GOAL OF THE EXERCISE
Report every line of the records that contains the word "knife", treating uppercase and lowercase letters as distinct.
--------------------
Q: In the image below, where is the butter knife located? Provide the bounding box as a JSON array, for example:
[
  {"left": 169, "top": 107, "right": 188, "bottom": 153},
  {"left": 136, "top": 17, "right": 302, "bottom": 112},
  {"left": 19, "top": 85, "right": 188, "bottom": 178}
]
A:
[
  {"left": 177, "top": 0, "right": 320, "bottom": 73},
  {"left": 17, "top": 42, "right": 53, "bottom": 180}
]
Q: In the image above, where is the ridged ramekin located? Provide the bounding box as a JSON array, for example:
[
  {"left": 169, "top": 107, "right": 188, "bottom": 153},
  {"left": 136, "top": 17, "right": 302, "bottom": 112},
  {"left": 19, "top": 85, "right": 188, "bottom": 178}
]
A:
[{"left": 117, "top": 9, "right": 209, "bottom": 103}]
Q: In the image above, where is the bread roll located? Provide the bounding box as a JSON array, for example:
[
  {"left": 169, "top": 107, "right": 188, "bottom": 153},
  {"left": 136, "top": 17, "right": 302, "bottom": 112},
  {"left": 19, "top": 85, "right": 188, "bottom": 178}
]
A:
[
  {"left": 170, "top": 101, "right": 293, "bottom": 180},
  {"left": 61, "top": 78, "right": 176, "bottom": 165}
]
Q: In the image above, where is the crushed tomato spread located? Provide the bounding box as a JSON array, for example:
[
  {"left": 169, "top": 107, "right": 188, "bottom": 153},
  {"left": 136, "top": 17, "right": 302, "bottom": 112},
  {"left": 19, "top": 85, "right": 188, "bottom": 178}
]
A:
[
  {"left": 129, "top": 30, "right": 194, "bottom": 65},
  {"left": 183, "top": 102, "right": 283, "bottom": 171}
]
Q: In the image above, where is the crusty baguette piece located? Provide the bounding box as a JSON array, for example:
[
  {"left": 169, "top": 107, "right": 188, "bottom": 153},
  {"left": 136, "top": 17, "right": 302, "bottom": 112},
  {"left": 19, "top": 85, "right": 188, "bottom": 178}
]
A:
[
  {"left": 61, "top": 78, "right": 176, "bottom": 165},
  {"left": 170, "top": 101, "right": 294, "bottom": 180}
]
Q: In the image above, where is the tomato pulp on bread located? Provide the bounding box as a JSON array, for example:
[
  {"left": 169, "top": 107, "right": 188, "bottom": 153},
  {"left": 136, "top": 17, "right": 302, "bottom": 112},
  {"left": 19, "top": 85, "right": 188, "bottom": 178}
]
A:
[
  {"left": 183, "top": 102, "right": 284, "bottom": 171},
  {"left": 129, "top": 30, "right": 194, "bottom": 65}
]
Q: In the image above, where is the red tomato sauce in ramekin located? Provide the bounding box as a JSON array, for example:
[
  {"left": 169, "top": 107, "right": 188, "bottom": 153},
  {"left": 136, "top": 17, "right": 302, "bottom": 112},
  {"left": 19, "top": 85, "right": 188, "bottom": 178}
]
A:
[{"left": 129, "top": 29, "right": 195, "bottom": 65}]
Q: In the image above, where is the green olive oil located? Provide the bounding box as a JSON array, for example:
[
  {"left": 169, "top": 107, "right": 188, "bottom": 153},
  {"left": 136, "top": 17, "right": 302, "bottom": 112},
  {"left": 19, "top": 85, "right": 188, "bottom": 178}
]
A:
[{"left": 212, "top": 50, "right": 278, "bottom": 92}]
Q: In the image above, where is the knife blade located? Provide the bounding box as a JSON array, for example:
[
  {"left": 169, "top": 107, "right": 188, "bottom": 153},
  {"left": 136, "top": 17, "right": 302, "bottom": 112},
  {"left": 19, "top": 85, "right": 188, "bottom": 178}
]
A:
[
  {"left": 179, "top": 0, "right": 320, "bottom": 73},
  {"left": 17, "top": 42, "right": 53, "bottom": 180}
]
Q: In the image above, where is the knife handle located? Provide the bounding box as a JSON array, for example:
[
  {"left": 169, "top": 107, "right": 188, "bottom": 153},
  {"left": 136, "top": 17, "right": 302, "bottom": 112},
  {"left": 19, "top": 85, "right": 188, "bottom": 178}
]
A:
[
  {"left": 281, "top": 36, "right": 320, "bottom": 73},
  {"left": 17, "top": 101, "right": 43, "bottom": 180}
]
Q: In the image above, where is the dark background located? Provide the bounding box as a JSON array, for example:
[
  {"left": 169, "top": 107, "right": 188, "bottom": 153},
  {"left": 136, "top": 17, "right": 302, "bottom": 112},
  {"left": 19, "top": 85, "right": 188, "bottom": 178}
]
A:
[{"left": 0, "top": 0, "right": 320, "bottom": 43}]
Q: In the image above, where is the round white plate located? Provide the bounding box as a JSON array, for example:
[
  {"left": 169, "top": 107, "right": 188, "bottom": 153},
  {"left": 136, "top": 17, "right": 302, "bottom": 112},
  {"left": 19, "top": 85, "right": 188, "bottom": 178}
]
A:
--------------------
ANSWER FOR THIS EXERCISE
Q: In the image below, where is the butter knife located? Provide the bounding box as a JSON array, for example:
Q: In the image above, where is the knife blade located? Provide the bounding box as a JSON array, for example:
Q: In the image above, where is the knife handle located? Provide the bounding box as a JSON array, for example:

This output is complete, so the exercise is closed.